▸ **ABOUT THIS TASK**:
Answer these questions from the Indian stock market report.
1. What level did the Nifty close the week at?
2. Around what price per barrel did crude oil stabilize?
3. What does Ajit Mishra expect to take center stage in shaping near-term market direction, alongside geopolitical developments?

▸ **DOCUMENT EXTRACT**:
────────────────────

Indian stock market: The Indian stock market wrapped up the week on a strong note, led by robust domestic macroeconomic data, healthy GST collections, improving industrial output, and sustained growth in both the manufacturing and services sectors.
Investor sentiment also received a boost from expectations of a more accommodative global monetary policy after weaker-than-expected US labour market data. Despite mixed global signals and a slight moderation in India’s services sector activity, benchmark indices remained resilient.
The Nifty rose 0.90% to end at 24,270.80, while the Sensex gained 0.86% to close at 77,763.91 for the week.
Stock market outlook for next week
Ponmudi R, CEO – Enrich Money, believes that investors are expected to remain focused on developments in the US–Iran negotiations, with markets looking for greater clarity on the prospects of a formal agreement. While recent reports point to constructive engagement, any setback could revive geopolitical concerns and weigh on risk sentiment.
“Crude oil prices will remain in focus after stabilising around $68–69 a barrel as concerns over disruptions to shipments through the Strait of Hormuz eased. Sustained stability in energy prices would be supportive for India’s inflation outlook and external balances.
Following softer-than-expected US labour market data, which reinforced expectations of a less hawkish Federal Reserve, investors will closely scrutinise the minutes of the Fed’s June policy meeting for further insights into policymakers’ assessment of the economic outlook and the likely trajectory of interest rates,” he said.
Stock market trading strategy
Ajit Mishra – SVP, Research, Religare Broking, said that the market continues to benefit from a favourable domestic macroeconomic backdrop, improving earnings visibility, and expectations of a more supportive global liquidity environment. Going forward, the earnings season is likely to take centre stage, alongside geopolitical developments, in shaping near-term market direction.

────────────────────

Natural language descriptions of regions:
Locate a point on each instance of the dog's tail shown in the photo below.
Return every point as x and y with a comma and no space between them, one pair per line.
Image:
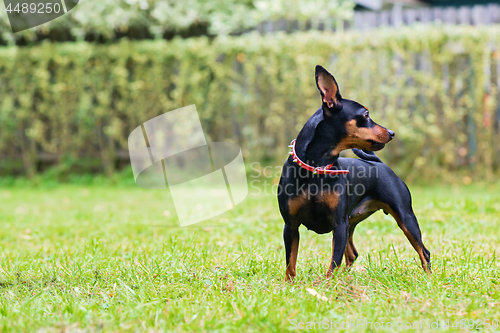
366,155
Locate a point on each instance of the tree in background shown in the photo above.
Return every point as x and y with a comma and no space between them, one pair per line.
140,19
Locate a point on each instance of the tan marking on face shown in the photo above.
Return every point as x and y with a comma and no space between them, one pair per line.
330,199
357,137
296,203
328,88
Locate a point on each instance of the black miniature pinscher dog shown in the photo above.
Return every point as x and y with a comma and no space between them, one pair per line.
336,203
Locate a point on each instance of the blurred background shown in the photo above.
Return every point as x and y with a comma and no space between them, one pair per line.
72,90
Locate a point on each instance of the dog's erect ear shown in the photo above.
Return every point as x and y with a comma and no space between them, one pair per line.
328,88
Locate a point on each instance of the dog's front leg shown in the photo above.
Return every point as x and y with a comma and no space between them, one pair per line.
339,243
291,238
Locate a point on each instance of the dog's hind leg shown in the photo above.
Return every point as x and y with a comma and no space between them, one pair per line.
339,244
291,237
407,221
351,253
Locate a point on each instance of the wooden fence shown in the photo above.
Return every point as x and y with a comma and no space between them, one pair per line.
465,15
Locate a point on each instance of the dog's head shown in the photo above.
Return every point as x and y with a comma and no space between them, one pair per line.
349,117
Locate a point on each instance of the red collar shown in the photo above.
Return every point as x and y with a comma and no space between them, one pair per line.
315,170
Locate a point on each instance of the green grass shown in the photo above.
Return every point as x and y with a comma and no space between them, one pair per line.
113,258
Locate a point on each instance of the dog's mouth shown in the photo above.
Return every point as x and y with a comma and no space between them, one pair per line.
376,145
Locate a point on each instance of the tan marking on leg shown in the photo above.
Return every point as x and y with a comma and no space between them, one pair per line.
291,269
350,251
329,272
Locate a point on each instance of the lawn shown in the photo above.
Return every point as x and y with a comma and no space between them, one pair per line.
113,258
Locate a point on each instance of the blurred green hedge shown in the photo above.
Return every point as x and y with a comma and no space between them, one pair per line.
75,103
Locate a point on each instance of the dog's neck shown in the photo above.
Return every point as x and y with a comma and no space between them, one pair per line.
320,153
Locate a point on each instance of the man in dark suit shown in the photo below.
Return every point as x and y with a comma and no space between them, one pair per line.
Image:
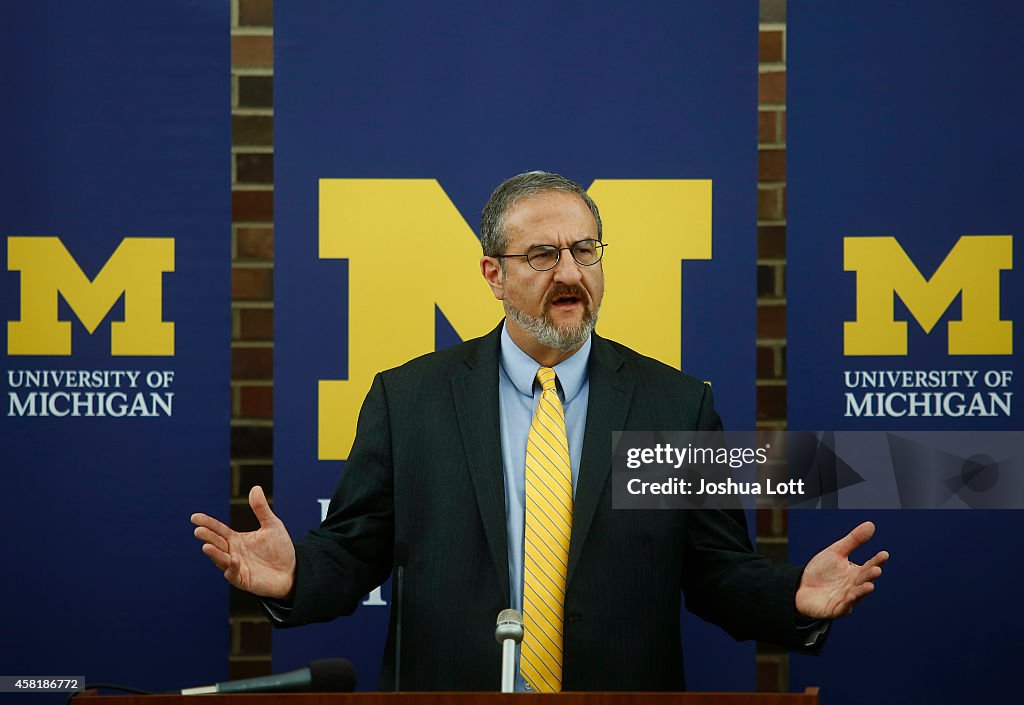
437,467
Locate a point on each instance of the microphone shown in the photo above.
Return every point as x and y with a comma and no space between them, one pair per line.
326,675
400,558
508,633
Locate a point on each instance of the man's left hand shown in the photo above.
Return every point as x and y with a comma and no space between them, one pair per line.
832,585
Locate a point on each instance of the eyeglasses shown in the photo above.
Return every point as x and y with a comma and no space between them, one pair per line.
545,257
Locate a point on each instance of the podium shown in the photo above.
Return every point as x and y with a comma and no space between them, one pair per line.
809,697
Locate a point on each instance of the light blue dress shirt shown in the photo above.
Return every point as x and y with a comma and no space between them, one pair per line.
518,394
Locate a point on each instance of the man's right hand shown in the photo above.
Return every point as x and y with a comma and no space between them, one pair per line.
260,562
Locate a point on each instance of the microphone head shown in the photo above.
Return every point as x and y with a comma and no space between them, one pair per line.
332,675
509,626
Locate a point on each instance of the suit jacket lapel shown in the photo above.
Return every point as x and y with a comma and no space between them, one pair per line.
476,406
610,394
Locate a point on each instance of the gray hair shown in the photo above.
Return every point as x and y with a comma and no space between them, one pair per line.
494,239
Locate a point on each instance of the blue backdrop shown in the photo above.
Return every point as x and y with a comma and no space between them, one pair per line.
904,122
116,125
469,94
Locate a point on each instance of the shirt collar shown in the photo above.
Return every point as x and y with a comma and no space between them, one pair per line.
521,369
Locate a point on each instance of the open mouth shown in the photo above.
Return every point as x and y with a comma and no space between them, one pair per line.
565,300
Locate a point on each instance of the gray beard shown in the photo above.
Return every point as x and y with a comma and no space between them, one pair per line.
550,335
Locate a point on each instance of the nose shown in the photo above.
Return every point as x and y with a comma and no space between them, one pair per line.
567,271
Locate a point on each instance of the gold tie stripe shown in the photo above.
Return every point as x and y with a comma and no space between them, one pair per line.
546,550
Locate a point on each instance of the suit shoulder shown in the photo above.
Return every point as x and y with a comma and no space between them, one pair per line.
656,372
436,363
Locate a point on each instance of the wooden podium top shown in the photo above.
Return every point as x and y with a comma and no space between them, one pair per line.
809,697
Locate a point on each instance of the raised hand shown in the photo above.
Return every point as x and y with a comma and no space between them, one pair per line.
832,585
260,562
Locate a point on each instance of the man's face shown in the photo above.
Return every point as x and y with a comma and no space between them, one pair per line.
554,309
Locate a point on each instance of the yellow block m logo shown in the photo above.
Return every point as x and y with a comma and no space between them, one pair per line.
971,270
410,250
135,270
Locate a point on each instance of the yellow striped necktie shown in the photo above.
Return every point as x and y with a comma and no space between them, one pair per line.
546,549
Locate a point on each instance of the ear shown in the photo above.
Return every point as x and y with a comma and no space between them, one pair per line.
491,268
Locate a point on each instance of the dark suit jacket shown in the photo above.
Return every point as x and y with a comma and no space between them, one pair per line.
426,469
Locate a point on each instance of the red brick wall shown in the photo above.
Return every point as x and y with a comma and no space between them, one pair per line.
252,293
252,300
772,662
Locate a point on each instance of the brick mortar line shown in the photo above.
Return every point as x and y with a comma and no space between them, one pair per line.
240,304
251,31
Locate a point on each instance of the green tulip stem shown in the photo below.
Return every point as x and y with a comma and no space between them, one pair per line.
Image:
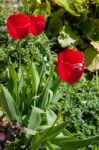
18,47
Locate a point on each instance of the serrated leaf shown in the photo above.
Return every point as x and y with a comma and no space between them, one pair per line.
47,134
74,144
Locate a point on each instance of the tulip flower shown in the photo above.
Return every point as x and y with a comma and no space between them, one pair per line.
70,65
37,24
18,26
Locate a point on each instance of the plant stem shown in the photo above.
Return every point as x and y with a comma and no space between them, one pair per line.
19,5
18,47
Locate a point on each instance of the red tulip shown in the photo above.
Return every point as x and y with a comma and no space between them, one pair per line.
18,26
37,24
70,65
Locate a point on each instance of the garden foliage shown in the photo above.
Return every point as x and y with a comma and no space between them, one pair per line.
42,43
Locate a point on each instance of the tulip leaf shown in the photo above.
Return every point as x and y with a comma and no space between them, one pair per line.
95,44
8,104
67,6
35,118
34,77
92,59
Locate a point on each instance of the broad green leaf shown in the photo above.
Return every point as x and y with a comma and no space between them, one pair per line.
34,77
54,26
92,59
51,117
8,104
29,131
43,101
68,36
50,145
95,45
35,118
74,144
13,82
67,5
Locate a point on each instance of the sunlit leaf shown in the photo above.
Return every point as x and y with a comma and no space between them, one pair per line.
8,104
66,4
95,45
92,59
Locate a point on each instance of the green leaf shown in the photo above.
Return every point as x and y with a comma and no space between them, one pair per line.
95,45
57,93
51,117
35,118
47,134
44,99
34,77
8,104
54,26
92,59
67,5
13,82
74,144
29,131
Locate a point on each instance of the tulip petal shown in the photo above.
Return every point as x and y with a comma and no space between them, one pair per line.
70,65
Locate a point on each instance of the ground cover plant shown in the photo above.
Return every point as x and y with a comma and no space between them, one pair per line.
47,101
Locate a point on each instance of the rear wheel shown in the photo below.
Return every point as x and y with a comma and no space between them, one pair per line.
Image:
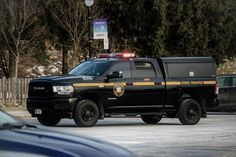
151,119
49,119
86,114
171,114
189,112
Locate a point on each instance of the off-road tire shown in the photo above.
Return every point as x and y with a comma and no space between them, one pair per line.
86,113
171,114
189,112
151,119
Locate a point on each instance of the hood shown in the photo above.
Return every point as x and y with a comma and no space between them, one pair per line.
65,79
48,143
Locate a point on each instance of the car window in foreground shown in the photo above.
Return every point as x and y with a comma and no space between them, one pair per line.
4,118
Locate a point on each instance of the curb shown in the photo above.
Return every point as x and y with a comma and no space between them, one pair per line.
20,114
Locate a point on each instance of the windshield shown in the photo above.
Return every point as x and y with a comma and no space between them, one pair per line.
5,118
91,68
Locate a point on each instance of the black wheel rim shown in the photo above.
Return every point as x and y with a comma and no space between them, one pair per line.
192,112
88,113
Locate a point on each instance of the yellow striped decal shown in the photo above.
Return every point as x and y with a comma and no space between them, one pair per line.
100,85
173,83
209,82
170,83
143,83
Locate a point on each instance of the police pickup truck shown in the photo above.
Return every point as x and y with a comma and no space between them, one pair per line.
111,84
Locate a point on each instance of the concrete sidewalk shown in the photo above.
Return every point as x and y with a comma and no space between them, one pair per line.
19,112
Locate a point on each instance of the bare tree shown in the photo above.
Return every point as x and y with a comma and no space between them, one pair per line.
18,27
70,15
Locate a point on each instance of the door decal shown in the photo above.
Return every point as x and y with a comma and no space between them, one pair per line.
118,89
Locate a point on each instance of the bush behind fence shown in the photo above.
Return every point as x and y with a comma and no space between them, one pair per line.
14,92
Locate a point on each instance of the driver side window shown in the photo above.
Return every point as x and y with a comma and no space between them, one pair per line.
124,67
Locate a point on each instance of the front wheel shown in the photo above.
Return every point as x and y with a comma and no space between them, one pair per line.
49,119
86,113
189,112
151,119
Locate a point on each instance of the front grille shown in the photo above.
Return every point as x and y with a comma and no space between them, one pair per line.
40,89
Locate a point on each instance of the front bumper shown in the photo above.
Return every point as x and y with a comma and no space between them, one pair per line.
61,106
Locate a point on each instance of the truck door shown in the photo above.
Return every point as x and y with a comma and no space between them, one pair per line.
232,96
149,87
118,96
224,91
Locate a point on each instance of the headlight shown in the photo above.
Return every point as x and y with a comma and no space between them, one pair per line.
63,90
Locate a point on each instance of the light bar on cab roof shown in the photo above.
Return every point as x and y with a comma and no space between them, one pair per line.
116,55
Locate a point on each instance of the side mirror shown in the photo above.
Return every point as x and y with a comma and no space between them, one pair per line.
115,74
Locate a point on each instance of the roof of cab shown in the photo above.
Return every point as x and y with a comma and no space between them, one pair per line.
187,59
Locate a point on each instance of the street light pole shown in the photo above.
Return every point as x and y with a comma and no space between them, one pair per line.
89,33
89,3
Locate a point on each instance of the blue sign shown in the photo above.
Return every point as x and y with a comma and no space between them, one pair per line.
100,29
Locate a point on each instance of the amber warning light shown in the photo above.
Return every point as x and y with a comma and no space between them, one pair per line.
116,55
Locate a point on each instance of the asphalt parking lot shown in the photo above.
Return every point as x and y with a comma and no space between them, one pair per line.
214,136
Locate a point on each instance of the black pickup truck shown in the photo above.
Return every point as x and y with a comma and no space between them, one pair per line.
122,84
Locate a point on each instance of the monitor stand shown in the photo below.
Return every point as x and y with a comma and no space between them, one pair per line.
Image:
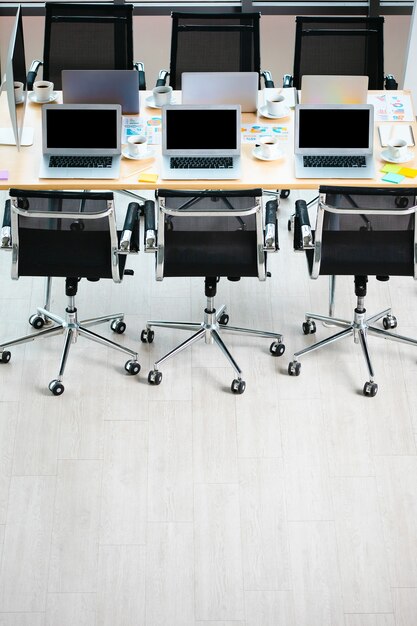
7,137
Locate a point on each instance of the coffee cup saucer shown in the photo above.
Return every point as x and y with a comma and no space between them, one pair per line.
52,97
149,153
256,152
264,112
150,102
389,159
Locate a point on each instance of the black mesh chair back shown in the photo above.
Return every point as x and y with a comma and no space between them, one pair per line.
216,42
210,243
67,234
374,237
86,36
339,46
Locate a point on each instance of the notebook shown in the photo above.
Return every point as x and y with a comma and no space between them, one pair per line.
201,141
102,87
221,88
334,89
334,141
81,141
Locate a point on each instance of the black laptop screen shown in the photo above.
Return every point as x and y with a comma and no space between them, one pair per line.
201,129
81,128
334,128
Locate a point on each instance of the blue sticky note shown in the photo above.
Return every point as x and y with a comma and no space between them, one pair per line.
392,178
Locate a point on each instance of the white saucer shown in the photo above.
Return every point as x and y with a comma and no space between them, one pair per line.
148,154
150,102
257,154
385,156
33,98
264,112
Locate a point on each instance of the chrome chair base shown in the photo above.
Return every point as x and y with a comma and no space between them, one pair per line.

────────────────────

▸ **RESPONSE**:
1. 24,270.80
2. $68–69 a barrel
3. The earnings season